■ JOBS
(a) Please repeat the part of the tiling abstract starting with "Complexity of Tiling" and going on through "8 Citations (Scopus)".
(b) According to the tiling abstract, what are the two essential shapes of trominoes?

■ SOURCE EXCERPT
►

Complexity of Tiling a Polygon with Trominoes or Bars

Takashi Horiyama, Takehiro Ito, Keita Nakatsuka, Akira Suzuki, Ryuhei Uehara

Research output: Contribution to journalArticlepeer-review

8 Citations (Scopus)


We study the computational hardness of the tiling puzzle with polyominoes, where a polyomino is a right-angled polygon (i.e., a polygon made by connecting unit squares along their edges). In the tiling problem, we are given a right-angled polygon P and a set S of polyominoes, and asked whether P can be covered without any overlap using translated copies of polyominoes in S. In this paper, we focus on trominoes and bars as polyominoes; a tromino is a polyomino consisting of three unit squares, and a bar is a rectangle of either height one or width one. Notice that there are essentially two shapes of trominoes, that is, I-shape (i.e., a bar) and L-shape. We consider the tiling problem when restricted to only L-shape trominoes, only I-shape trominoes, both L-shape and I-shape trominoes, or only two bars. In this paper, we prove that the tiling problem remains NP-complete even for such restricted sets of polyominoes. All reductions are carefully designed so that we can also prove the # P-completeness and ASP-completeness of the counting and the another-solution-problem variants, respectively. Our results answer two open questions proposed by Moore and Robson (Discrete Comput Geom 26:573–590, 2001) and Pak and Yang (J Comb Theory 120:1804–1816, 2013).

◄

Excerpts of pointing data

►

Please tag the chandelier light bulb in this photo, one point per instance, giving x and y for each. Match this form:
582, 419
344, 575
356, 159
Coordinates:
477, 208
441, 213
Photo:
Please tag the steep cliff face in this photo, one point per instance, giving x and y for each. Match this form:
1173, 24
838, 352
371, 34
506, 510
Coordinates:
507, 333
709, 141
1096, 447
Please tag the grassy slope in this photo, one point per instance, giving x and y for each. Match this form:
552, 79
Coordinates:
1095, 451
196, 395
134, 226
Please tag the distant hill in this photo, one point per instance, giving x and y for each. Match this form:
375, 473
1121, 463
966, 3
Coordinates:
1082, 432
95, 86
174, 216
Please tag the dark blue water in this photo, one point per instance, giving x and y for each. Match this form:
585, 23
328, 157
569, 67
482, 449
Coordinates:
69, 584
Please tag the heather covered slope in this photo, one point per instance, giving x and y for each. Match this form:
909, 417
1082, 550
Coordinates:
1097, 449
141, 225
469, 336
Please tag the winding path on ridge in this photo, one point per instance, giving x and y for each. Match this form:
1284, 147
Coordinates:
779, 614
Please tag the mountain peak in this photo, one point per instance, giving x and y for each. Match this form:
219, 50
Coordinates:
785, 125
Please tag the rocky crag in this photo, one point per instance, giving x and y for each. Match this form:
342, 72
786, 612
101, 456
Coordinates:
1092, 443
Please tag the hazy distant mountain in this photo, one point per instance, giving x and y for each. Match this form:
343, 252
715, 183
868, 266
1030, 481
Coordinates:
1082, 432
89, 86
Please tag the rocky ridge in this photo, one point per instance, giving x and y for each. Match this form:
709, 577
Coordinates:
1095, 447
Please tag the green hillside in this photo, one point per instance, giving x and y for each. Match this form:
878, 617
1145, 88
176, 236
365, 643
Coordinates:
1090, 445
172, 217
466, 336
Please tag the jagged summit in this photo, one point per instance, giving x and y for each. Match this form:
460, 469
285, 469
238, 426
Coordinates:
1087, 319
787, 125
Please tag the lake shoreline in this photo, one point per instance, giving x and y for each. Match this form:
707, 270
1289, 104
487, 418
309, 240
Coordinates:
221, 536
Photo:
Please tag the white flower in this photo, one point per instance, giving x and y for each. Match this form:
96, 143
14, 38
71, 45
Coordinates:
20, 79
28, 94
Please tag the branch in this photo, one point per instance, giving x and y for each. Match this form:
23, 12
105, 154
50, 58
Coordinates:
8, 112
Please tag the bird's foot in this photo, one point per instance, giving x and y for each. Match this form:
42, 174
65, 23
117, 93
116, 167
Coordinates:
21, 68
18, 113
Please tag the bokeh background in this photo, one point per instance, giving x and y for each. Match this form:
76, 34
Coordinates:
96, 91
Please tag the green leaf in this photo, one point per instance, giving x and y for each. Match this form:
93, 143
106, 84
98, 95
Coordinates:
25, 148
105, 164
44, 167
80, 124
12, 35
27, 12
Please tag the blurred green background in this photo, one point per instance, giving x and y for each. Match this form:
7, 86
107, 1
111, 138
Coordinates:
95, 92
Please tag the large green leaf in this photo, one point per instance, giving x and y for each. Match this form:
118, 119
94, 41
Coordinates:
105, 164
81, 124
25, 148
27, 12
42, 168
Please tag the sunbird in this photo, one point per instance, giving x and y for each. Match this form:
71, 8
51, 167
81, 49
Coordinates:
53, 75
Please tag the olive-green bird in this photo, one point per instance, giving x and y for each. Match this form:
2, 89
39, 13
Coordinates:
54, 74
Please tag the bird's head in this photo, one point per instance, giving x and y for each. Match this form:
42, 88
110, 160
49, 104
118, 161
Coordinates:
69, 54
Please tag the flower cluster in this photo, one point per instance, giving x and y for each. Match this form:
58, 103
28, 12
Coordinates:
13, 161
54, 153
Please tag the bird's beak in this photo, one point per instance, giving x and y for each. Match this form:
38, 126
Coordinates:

◄

■ ANSWERS
(a)
Complexity of Tiling a Polygon with Trominoes or Bars

Takashi Horiyama, Takehiro Ito, Keita Nakatsuka, Akira Suzuki, Ryuhei Uehara

Research output: Contribution to journalArticlepeer-review

8 Citations (Scopus)

(b) I-shape (a bar) and L-shape.